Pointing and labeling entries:
Begin

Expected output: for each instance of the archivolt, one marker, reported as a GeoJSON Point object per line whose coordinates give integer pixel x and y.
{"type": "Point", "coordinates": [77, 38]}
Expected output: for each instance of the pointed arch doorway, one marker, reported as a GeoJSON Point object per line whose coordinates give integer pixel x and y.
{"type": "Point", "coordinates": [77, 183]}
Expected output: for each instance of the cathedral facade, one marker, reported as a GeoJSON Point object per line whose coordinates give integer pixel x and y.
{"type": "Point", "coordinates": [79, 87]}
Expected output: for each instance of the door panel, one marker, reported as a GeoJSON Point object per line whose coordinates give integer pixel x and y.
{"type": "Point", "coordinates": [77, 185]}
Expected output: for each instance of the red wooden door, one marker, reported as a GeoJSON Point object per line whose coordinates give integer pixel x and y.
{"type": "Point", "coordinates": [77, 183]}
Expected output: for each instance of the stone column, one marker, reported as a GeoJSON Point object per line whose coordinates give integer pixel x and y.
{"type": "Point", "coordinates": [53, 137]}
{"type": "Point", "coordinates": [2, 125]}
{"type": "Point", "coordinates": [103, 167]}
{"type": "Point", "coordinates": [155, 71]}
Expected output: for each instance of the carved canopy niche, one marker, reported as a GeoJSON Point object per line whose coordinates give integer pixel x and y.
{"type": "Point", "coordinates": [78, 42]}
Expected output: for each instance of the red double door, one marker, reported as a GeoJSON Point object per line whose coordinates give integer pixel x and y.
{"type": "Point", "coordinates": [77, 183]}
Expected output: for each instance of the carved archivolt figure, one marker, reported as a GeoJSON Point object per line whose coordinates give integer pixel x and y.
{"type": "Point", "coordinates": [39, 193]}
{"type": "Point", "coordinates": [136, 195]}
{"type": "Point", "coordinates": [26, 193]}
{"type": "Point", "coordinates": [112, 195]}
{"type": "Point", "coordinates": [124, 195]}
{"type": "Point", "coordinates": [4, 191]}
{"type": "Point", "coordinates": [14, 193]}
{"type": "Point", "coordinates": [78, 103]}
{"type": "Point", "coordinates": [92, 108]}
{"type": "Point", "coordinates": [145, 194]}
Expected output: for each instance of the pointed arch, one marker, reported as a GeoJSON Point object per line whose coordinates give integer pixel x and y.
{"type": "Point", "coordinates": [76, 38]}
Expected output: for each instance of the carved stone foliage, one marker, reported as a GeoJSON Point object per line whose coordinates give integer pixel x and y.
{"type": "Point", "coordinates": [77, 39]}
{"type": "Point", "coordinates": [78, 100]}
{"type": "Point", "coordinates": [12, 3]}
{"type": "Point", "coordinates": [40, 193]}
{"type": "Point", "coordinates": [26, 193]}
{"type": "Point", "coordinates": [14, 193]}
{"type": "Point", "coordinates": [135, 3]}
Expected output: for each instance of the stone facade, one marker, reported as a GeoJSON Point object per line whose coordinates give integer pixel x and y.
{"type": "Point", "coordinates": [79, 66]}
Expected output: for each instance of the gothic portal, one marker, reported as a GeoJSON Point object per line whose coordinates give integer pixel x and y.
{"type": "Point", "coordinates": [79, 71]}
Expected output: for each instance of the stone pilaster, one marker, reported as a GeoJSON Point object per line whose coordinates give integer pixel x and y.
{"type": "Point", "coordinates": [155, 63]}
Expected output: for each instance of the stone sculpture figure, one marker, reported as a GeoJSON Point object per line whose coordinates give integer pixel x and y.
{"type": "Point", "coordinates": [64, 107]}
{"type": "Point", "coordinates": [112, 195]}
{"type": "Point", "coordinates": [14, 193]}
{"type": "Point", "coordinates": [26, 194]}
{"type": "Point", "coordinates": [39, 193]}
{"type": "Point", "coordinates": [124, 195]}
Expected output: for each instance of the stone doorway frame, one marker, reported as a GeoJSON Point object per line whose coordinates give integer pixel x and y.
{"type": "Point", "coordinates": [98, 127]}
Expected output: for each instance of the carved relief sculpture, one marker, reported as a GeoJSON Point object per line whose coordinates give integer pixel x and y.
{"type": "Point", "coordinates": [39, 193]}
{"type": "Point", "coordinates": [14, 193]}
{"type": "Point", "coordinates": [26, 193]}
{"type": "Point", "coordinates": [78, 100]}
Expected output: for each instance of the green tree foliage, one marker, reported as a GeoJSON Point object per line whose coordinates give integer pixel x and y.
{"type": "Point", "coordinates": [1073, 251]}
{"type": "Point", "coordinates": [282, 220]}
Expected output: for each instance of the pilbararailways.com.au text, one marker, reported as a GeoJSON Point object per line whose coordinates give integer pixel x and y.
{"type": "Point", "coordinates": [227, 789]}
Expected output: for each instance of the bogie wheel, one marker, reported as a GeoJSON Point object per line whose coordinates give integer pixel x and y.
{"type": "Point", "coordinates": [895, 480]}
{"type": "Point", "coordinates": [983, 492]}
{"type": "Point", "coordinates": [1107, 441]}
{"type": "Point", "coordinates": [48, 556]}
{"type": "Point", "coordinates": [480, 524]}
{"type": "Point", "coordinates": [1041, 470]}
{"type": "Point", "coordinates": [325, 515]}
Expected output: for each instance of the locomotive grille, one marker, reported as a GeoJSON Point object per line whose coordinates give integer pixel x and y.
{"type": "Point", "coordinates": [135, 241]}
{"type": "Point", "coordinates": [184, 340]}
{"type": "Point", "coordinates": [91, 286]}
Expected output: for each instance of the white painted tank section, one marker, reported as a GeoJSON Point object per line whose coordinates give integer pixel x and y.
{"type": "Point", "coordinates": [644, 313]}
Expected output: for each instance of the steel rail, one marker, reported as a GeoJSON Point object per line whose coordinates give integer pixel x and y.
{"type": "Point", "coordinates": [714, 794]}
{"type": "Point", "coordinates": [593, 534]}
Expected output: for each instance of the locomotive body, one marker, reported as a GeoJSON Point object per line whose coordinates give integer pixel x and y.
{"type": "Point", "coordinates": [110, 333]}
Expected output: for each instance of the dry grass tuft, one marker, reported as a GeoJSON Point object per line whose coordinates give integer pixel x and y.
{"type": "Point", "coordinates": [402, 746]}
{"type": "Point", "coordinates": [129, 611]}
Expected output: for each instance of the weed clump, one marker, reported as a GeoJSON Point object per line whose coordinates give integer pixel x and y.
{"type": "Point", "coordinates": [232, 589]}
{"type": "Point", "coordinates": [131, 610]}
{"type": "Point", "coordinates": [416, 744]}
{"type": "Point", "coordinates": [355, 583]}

End

Retype every entry above, word for word.

Expected output: for each instance of the archivolt, one marker, reported as a GeoJSON Point object per line whose coordinates give integer pixel x and y.
{"type": "Point", "coordinates": [77, 38]}
Expected output: for each instance of the pointed arch doorway, one marker, reported as a GeoJSON Point object per line whose coordinates give integer pixel x and y.
{"type": "Point", "coordinates": [77, 183]}
Expected output: for each instance of the cathedral facade, one marker, reported as a GeoJSON Point object per line whose coordinates give integer pixel x and y.
{"type": "Point", "coordinates": [79, 87]}
Expected output: for each instance of the door panel, one marker, reported as a GeoJSON Point object per line whose coordinates give integer pixel x and y.
{"type": "Point", "coordinates": [77, 185]}
Expected output: for each instance of the red wooden door, one marker, reported as a GeoJSON Point object per line whose coordinates give integer pixel x and y.
{"type": "Point", "coordinates": [77, 183]}
Expected output: for each instance of the stone column, one marker, reported as a GeoJSON Point object per line whose coordinates give integer pixel x and y.
{"type": "Point", "coordinates": [53, 137]}
{"type": "Point", "coordinates": [2, 125]}
{"type": "Point", "coordinates": [103, 167]}
{"type": "Point", "coordinates": [155, 71]}
Expected output: for each instance of the carved canopy niche, one marker, reported as a GeoJSON Point object per line whose coordinates give integer pixel x and y.
{"type": "Point", "coordinates": [78, 42]}
Expected output: for each instance of the red double door, one marker, reported as a GeoJSON Point object per line whose coordinates give integer pixel x and y.
{"type": "Point", "coordinates": [77, 183]}
Expected output: for each instance of the carved archivolt figure, one marker, reported as a GeoJSON Point object per line whose coordinates give integer pixel x and y.
{"type": "Point", "coordinates": [39, 193]}
{"type": "Point", "coordinates": [136, 195]}
{"type": "Point", "coordinates": [26, 193]}
{"type": "Point", "coordinates": [112, 195]}
{"type": "Point", "coordinates": [124, 195]}
{"type": "Point", "coordinates": [4, 191]}
{"type": "Point", "coordinates": [14, 193]}
{"type": "Point", "coordinates": [78, 103]}
{"type": "Point", "coordinates": [92, 108]}
{"type": "Point", "coordinates": [145, 194]}
Expected output: for each instance of the pointed arch, one marker, reported as a GeoJSON Point object per line whose coordinates give integer pixel x and y.
{"type": "Point", "coordinates": [76, 38]}
Expected output: for each instance of the carved stone foliage, one marker, reported as a GeoJSON Point object per line whose coordinates give integer pixel x and y.
{"type": "Point", "coordinates": [77, 39]}
{"type": "Point", "coordinates": [78, 100]}
{"type": "Point", "coordinates": [12, 3]}
{"type": "Point", "coordinates": [40, 193]}
{"type": "Point", "coordinates": [26, 193]}
{"type": "Point", "coordinates": [14, 193]}
{"type": "Point", "coordinates": [135, 3]}
Expected output: for each instance of the stone facade, one marker, reported as a GeoJSON Point object per line whose coordinates give integer pixel x and y.
{"type": "Point", "coordinates": [79, 66]}
Expected output: for each instance of the gothic portal, one marker, reported as a GeoJSON Point object per line whose coordinates give integer pixel x and y.
{"type": "Point", "coordinates": [79, 71]}
Expected output: for each instance of the stone pilaster, one marker, reported as a GeoJSON Point object per line whose coordinates give integer pixel x and y.
{"type": "Point", "coordinates": [155, 63]}
Expected output: for each instance of the stone sculpture figure, one marker, reported as a GeoJSON Point object per line whose coordinates give integer pixel x and y.
{"type": "Point", "coordinates": [64, 107]}
{"type": "Point", "coordinates": [112, 195]}
{"type": "Point", "coordinates": [14, 193]}
{"type": "Point", "coordinates": [26, 194]}
{"type": "Point", "coordinates": [39, 193]}
{"type": "Point", "coordinates": [124, 195]}
Expected output: for each instance of the stone doorway frame, one marker, reported as a GeoJSON Point object per line whose coordinates give integer pixel x and y.
{"type": "Point", "coordinates": [98, 127]}
Expected output: for each instance of the carved relief sculpture, one marker, reported as a GeoJSON Point object per line whose coordinates give integer pixel x and y.
{"type": "Point", "coordinates": [39, 193]}
{"type": "Point", "coordinates": [14, 193]}
{"type": "Point", "coordinates": [26, 193]}
{"type": "Point", "coordinates": [78, 100]}
Expected output: for each instance of the green tree foliage, one marker, reported as a GeoJSON Point object per line whose coordinates give integer pixel x and y.
{"type": "Point", "coordinates": [1073, 251]}
{"type": "Point", "coordinates": [282, 220]}
Expected output: for each instance of the pilbararailways.com.au text, one marker, reported as a GeoJSON Point object per line whose coordinates give integer pixel x and y.
{"type": "Point", "coordinates": [227, 789]}
Expected output: for each instance of the bogie wheel, one marker, reported as a GeoJSON Point object per line whose coordinates give integer pixel x and y.
{"type": "Point", "coordinates": [895, 480]}
{"type": "Point", "coordinates": [983, 492]}
{"type": "Point", "coordinates": [1107, 441]}
{"type": "Point", "coordinates": [48, 556]}
{"type": "Point", "coordinates": [480, 524]}
{"type": "Point", "coordinates": [1041, 470]}
{"type": "Point", "coordinates": [325, 515]}
Expected output: for each instance of the locomotive grille, one marker, reported as a GeoJSON Point object per line whose coordinates give integer pixel x and y.
{"type": "Point", "coordinates": [135, 241]}
{"type": "Point", "coordinates": [184, 340]}
{"type": "Point", "coordinates": [91, 286]}
Expected output: for each instance of the white painted tank section, one marker, reported as a GeoJSON Point object per line whose coordinates give integer pixel x and y.
{"type": "Point", "coordinates": [644, 313]}
Expected output: for each instance of the steel rail, one marker, reported as a GeoJSON Point object per line whose coordinates give integer pixel x and y.
{"type": "Point", "coordinates": [714, 794]}
{"type": "Point", "coordinates": [593, 534]}
Expected output: for each instance of the locomotive body, one marker, reported as a GeoJSON Point object per line whose coordinates give integer pixel x and y.
{"type": "Point", "coordinates": [110, 333]}
Expected output: for each instance of the dry grass tuft, one marker, reported as a GeoJSON Point object per line whose coordinates give integer pixel x and y.
{"type": "Point", "coordinates": [402, 746]}
{"type": "Point", "coordinates": [129, 611]}
Expected output: for each instance of the weed clump, one marker, reported as a GeoJSON Point object per line whose coordinates give integer pixel x and y.
{"type": "Point", "coordinates": [232, 589]}
{"type": "Point", "coordinates": [131, 610]}
{"type": "Point", "coordinates": [416, 744]}
{"type": "Point", "coordinates": [355, 583]}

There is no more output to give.